◆ Work task
Please print all of the entries, matching them exactly.

- Opening Delimiter -

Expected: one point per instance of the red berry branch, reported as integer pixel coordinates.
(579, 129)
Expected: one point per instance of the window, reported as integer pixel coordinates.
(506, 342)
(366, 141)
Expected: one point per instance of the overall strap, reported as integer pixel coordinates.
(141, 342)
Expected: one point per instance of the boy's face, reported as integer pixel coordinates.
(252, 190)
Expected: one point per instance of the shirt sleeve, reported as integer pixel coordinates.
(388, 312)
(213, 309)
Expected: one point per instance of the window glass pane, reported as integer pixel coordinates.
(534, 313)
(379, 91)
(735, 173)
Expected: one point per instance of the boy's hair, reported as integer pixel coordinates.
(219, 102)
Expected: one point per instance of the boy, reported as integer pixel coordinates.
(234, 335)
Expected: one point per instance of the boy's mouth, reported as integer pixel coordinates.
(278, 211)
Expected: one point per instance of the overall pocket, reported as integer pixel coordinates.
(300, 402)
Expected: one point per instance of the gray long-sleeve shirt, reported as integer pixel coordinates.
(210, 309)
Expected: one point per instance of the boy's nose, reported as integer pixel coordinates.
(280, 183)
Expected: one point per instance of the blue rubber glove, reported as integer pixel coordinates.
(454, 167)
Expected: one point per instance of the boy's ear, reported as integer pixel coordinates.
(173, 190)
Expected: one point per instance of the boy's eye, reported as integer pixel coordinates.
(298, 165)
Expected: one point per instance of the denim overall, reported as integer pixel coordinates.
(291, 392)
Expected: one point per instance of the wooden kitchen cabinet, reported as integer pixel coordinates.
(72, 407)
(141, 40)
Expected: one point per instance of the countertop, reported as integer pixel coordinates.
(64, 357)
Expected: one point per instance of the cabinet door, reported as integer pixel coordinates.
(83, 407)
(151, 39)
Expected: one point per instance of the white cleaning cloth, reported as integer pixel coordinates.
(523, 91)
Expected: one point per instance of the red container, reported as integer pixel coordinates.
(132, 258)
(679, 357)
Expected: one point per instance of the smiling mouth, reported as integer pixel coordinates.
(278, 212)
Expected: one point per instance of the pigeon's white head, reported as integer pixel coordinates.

- Closing Delimiter -

◆ Answer to this task
Expected: one point per instance of the red berry branch, reported as integer pixel coordinates.
(579, 129)
Expected: one point per instance of the window, reported as integer pixel coordinates.
(506, 342)
(366, 141)
Expected: one point per instance of the overall strap, reported as integer pixel coordinates.
(141, 342)
Expected: one point per instance of the boy's face, reported as integer pixel coordinates.
(252, 190)
Expected: one point per instance of the shirt sleeve, reported as integer pixel coordinates.
(388, 312)
(213, 309)
Expected: one point per instance of the window glass pane, reported as integer pixel coordinates.
(534, 313)
(379, 91)
(735, 173)
Expected: one point per instance of the boy's hair, reported as integer pixel coordinates.
(219, 102)
Expected: one point per instance of the boy, reported as integer pixel coordinates.
(234, 335)
Expected: one point per instance of the boy's mouth, reported as integer pixel coordinates.
(278, 211)
Expected: one point per instance of the overall pocket, reported as integer pixel coordinates.
(300, 402)
Expected: one point per instance of the gray long-sleeve shirt, reported as integer pixel coordinates.
(210, 309)
Expected: one point per instance of the boy's nose, reported as integer pixel coordinates.
(280, 183)
Expected: one point per instance of the blue rubber glove, reported as integer pixel coordinates.
(454, 167)
Expected: one point per instance of the boy's ear, reported as integer pixel coordinates.
(173, 190)
Expected: one point per instance of the boy's eye, reported as integer pixel coordinates.
(298, 165)
Expected: one point per instance of the denim overall, reported as integer pixel coordinates.
(291, 392)
Expected: one point per instance of the wooden kitchen cabinet, reported as integer pixel coordinates.
(72, 407)
(141, 40)
Expected: one point per instance of the countertop, reported as integer pixel coordinates.
(64, 357)
Expected: one point per instance of the cabinet door, reported as integer pixel coordinates.
(83, 407)
(151, 39)
Expected: one point per instance of the white cleaning cloth, reported as integer pixel coordinates.
(523, 91)
Expected: one point per instance of the red container, reported as integer pixel coordinates.
(132, 258)
(679, 357)
Expected: one point per instance of the smiling mouth, reported as integer pixel coordinates.
(278, 212)
Expected: one point per instance of the pigeon's white head, reported as integer pixel coordinates.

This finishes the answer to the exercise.